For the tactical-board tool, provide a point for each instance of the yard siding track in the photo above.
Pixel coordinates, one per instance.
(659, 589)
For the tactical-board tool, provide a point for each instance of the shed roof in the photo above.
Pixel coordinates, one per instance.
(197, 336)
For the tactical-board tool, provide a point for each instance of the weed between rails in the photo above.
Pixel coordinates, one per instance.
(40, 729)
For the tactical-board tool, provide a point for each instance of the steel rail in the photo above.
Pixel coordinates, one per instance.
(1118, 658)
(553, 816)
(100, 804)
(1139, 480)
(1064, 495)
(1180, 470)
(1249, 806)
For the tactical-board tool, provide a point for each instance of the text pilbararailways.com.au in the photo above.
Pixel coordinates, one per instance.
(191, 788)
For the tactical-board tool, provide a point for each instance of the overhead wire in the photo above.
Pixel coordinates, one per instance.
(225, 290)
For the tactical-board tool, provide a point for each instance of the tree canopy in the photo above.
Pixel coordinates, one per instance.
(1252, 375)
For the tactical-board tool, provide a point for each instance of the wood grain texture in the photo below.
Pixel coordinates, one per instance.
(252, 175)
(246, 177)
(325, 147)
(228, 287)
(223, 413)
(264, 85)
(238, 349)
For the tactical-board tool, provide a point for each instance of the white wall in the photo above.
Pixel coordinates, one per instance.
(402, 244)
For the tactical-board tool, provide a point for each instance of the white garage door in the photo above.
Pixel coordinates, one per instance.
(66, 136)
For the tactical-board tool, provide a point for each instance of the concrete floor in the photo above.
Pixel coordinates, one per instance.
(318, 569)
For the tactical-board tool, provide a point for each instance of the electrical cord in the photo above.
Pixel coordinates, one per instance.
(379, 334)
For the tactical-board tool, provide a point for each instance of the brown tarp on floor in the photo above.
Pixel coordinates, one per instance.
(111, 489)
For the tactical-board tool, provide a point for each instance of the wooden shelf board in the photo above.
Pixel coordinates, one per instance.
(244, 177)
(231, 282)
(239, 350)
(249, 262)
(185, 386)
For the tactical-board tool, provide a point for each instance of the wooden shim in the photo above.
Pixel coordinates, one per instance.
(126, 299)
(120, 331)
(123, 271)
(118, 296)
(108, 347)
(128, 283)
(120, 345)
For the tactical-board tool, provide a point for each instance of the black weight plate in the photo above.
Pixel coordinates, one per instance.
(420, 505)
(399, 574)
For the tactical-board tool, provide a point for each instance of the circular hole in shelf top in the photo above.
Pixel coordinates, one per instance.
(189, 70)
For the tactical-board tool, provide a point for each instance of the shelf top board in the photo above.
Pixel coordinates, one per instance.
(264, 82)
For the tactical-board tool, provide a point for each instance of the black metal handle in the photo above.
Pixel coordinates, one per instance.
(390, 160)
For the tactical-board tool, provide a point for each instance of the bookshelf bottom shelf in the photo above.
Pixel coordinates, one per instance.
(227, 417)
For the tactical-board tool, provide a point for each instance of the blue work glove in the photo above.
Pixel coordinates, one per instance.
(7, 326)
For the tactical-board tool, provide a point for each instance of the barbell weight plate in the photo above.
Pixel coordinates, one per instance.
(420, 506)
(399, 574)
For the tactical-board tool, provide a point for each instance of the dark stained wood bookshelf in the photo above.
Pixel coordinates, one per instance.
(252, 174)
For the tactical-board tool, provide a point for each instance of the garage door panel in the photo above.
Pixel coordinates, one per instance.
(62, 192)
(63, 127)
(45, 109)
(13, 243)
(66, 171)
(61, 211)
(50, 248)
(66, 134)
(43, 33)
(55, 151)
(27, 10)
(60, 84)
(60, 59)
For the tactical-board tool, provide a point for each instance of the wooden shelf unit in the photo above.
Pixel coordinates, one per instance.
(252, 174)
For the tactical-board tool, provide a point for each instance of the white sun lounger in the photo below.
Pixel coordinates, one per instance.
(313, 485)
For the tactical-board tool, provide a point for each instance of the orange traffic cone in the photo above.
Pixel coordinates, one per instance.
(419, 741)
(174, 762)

- **EXERCISE OBJECTIVE**: Rewrite every one of the records above, replacing "Pixel coordinates" with "Image coordinates" wherever it occurs and leaving all other text unchanged.

- **OUTPUT BELOW**:
For the tactical-board tool, provide a point for each instance of the yard siding track in the photo above.
Image coordinates, one per instance.
(659, 589)
For the tactical-board tool, provide a point for each instance of the shed roof in the photo above.
Image coordinates, one per instance.
(197, 336)
For the tactical-board tool, provide a point for each instance of the weed between rails in the photo above.
Image coordinates, one per instance.
(40, 729)
For the tactical-board tool, provide a point for each instance of the steel rail in the photo above.
Image coordinates, one per instance.
(1118, 658)
(553, 816)
(100, 804)
(1139, 480)
(1064, 495)
(1180, 470)
(1249, 806)
For the tactical-board tool, provide a point for each instance of the text pilbararailways.com.au in the photo above.
Image coordinates, one per instance.
(191, 788)
For the tactical-board tool, provide a point for each instance of the overhead wire in the photo above.
Image coordinates, one per instance.
(225, 290)
For the tactical-board tool, provide a point for each instance of the tree canopy in the photo above.
Image coordinates, one per instance.
(1252, 375)
For the tactical-board tool, provide a point for each instance of the wood grain texture in the photo below.
Image coordinates, one per instance.
(252, 175)
(246, 177)
(325, 147)
(228, 287)
(223, 413)
(264, 85)
(238, 349)
For the tactical-board tool, provide a point for each instance of the white wall in the photo above.
Image coordinates, one per instance.
(402, 244)
For the tactical-board tool, provide a point for each instance of the white garage door in the photo above.
Image coordinates, one per instance.
(66, 136)
For the tactical-board tool, provide a point for each instance of the concrete floor in the photo above.
Image coordinates, one per instance.
(318, 569)
For the tactical-board tool, provide a point for each instance of the electrical cord in the photo above.
Image coordinates, one per instance.
(379, 334)
For the tactical-board tool, provide a point for each instance of the brown tarp on floor in the photo above.
Image coordinates, one per instance.
(111, 489)
For the tactical-board tool, provide a point for each instance of the wooden shelf board in the photo above.
Image coordinates, one per instance.
(244, 177)
(231, 282)
(239, 350)
(249, 262)
(185, 386)
For the tactical-board tool, provide a point for each instance of the wooden shim in the photo above.
Image coordinates, one per instance.
(126, 299)
(120, 331)
(123, 271)
(118, 296)
(108, 347)
(128, 283)
(120, 345)
For the tactical-board tool, provide a point for each instance of the black weight plate in the photo above.
Image coordinates, one per instance.
(420, 505)
(399, 574)
For the tactical-board tool, provide a point for each instance of the circular hole in shelf top in the photo above.
Image coordinates, one per instance.
(189, 70)
For the tactical-board tool, provide a point for each instance of the shelf top board in the photo above.
Image coordinates, one per instance.
(264, 82)
For the tactical-board tool, provide a point for each instance of the black metal handle in the photo above.
Image coordinates, one per instance.
(390, 160)
For the tactical-board tool, provide a point for each instance of the bookshelf bottom shelf in the photo above.
Image coordinates, one per instance.
(227, 417)
For the tactical-board tool, provide a point for each instance of the blue work glove in the photo above.
Image coordinates, one per instance.
(7, 326)
For the tactical-board tool, provide a point for each instance of the barbell weight plate in the photo above.
Image coordinates, one per instance.
(420, 506)
(399, 574)
For the tactical-board tool, provide a point for each instance of the dark stained wood bookshelf in the photo above.
Image coordinates, one per instance.
(252, 174)
For the tactical-board tool, provide a point for each instance of the garage door panel in the photo above.
Image coordinates, one per instance.
(62, 192)
(63, 127)
(45, 109)
(13, 243)
(66, 171)
(61, 211)
(50, 248)
(66, 134)
(43, 33)
(55, 151)
(27, 10)
(60, 84)
(60, 59)
For the tactical-board tool, provide a point for each instance of the wooden shelf unit in the photo above.
Image coordinates, one per instance.
(252, 174)
For the tactical-board tool, provide a point for each instance of the white sun lounger in the photo below.
Image coordinates, one per instance.
(313, 485)
For the tactical-board tool, provide a point for each instance of the orange traffic cone in the photo above.
Image coordinates, one per instance.
(419, 741)
(174, 762)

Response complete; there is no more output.